PROBLEM DESCRIPTION ▸
Although the entries contain pictures, only their words should be duplicated exactly.

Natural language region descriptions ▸
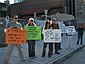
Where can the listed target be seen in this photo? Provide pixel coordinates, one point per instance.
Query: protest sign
(15, 36)
(52, 35)
(70, 30)
(33, 32)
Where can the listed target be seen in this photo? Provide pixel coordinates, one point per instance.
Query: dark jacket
(80, 31)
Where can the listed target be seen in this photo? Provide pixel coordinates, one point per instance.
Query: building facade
(28, 7)
(80, 10)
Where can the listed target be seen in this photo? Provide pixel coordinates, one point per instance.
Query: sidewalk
(67, 50)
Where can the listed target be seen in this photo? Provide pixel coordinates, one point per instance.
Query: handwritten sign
(52, 35)
(70, 30)
(33, 32)
(15, 36)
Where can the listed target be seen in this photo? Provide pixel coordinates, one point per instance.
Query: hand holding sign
(15, 36)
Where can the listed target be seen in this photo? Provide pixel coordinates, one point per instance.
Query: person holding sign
(14, 24)
(47, 26)
(80, 34)
(55, 25)
(31, 43)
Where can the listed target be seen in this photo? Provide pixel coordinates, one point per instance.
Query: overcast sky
(11, 1)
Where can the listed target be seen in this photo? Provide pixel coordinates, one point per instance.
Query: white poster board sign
(70, 30)
(51, 36)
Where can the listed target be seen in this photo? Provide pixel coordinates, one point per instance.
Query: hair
(53, 19)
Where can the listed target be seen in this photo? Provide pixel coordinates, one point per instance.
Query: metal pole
(46, 11)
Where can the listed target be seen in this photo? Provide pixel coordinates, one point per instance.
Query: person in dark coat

WRITTEN ANSWER ▸
Where can the listed target be seen in this photo? Provide pixel coordinates, one point per instance.
Query: protest sign
(15, 36)
(52, 35)
(70, 30)
(33, 32)
Where can the listed target be seen in this photo? Provide pixel coordinates, one point per instance.
Query: dark jacket
(80, 31)
Where can the listed target be seen in this photo? Provide pixel coordinates, one point per instance.
Query: building facade
(28, 7)
(80, 10)
Where can the listed target be seen in this photo? Provide pixel coordinates, one point per instance.
Query: sidewalk
(67, 50)
Where can the listed target be seen in this photo? Provide pixel coordinates, one point per instance.
Query: handwritten sign
(52, 35)
(70, 30)
(33, 32)
(15, 36)
Where can the listed target be seen in this photo? Provide pixel coordinates, one point per instance.
Query: hand holding sign
(15, 36)
Where can the listed target be seen in this photo? Provide pixel coordinates, one point per instance.
Query: person holding sign
(14, 24)
(47, 26)
(80, 34)
(55, 25)
(31, 43)
Where can the listed target be seen in this photo? Provide pixel coordinates, one point per instance.
Query: overcast sky
(11, 1)
Where can the listed target be seen in this photo? Provide pixel coordinates, one point per instance.
Query: white poster board sign
(70, 30)
(51, 36)
Where can the listed target be seen in this photo? Provide pixel coordinates, one point per instance.
Query: hair
(53, 19)
Where can the listed target be seen in this photo? Provide pixel coordinates, one point per instance.
Query: metal pole
(46, 11)
Where can the listed target be seen in this photo? Provide pixel coordinates, one point per instance.
Query: person in dark coat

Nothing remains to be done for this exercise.